▶ _SET PROBLEM 1_:
According to the study excerpt below, how many textile and garment enterprises were studied, and in which locations?
▶ _SET PROBLEM 2_:
List every achievement named in the sentence of the study excerpt that begins "From a low-income country".

Business is an important entity in every economy with its role in job creation, budget contribution, and national output. It can be said that enterprises are also one of the leading units that play a key role in implementing digital transformation, grasping science and technology, and improving labor productivity. Developing a team of enterprises that are both strong in quantity and strong in quality is an urgent requirement in many countries, including Vietnam. Vietnam is a developing country and home to many textile and garment enterprises operating due to the advantages of cheap labor and a large market, the textile and garment industry is capable of creating many jobs for the economy. Studying the factors affecting corporate financial performance across 250 textile and garment enterprises in Hanoi capital and Bac Ninh province, the research results show that when enterprises have the ability to mobilize capital, the cost is cheap, appropriate, and optimal, most businesses often achieve higher business efficiency and financial performance. In contrast, enterprises that are difficult to raise capital in the economy often achieve low financial efficiency and financial performance. The study also confirms the role of human capital in enterprises, enterprises with high human capital often achieve high profits.

Keywords

1. Introduction

Enterprises are the source of jobs for the economy and at the same time make many important contributions to the national budget. Through the process of job creation, businesses have the ability to improve production capacity, create output for the country, and at the same time improve labor productivity for workers and the country. It can be said that business plays an important role in any economic activity in most countries.

To help businesses make more contributions to socio-economic development, the governments of countries always create favorable conditions in the business environment to help businesses have the most favorable business conditions, and finally, businesses can earn more profits or high financial efficiency. When the business has a lot of profit, it is possible to use the profits to reinvest and continue to have more jobs and other contributions to the country in the near future.

For Vietnam, economic reforms, through the policy of institutional reform and international economic integration, have helped the country achieve many important achievements in economic development. From a low-income country, Vietnam has entered the group of middle-income countries, the poverty rate has decreased sharply, foreign trade activities have been expanded, and economic growth has been high. To do this, the role of business cannot be ignored. The number of businesses has reached nearly 1 million, and start-up activities to create jobs are encouraged from students to farmers, and employees. It can be said that enterprises have made very important contributions to Vietnam’s economic development achievements in recent years.

To evaluate more specifically the financial performance of the enterprise, in this study, we evaluate the factors affecting the financial performance of the enterprise through a specific study in Hanoi and the province. Bac Ninh is a locality with fast economic development and a relatively diverse business community. Through the study, the research results provide the Vietnamese government and scholars with empirical evidence of business operations in Vietnam.

In addition to the introduction, the remainder of this study consists of, part 2 discussing previous studies, and part 3 discussing data sources and research methods. Next, the study presents the results and discusses the results and general conclusions of the study.

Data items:
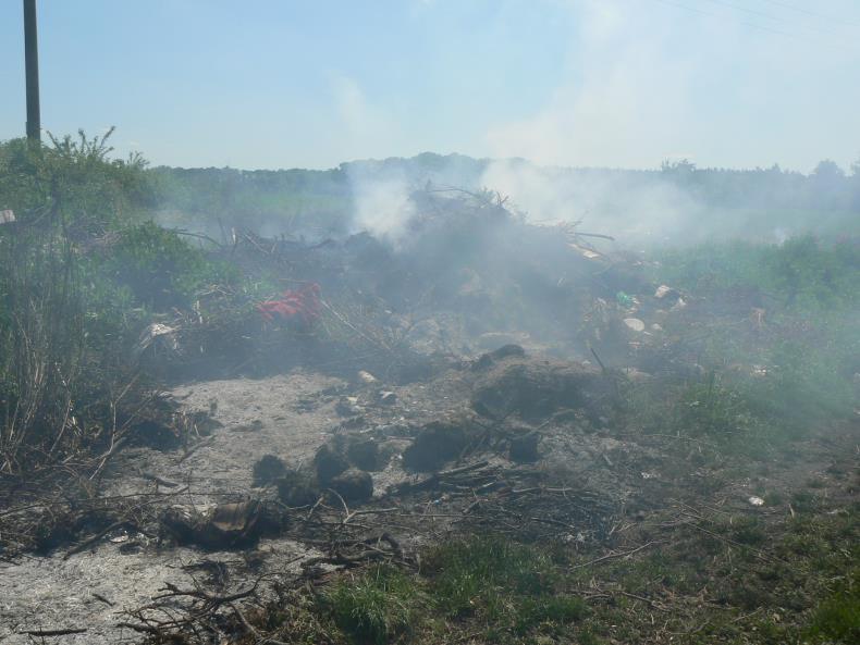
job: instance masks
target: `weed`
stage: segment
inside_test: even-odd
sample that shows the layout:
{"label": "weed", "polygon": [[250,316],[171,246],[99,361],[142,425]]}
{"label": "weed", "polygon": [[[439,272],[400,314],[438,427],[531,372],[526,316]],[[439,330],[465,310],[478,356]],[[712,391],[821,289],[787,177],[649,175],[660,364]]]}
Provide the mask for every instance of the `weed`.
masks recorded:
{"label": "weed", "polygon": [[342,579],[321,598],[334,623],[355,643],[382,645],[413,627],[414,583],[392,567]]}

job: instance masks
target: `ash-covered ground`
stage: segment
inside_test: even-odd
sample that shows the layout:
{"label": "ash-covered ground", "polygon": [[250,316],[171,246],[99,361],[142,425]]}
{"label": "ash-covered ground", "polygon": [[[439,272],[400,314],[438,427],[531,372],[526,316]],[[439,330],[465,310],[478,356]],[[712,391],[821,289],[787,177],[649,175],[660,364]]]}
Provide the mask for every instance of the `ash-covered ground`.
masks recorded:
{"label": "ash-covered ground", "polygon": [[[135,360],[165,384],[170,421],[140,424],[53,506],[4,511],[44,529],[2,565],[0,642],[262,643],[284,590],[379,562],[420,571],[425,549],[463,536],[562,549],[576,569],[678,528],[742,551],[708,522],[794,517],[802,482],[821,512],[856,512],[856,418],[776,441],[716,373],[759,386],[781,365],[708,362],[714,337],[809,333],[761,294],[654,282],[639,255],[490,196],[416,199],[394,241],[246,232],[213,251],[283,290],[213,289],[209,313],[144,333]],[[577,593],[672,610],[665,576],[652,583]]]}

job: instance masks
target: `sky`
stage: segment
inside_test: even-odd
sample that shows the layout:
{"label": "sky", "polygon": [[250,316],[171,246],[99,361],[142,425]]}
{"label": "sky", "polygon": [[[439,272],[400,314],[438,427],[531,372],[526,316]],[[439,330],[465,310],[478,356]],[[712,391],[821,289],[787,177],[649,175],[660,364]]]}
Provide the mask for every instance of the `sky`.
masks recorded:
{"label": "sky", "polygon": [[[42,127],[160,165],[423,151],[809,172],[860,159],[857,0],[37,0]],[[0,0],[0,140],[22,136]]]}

▶ _CORRECT RESPONSE 1_:
250 textile and garment enterprises in Hanoi capital and Bac Ninh province.

▶ _CORRECT RESPONSE 2_:
- Vietnam has entered the group of middle-income countries.
- The poverty rate has decreased sharply.
- Foreign trade activities have been expanded.
- Economic growth has been high.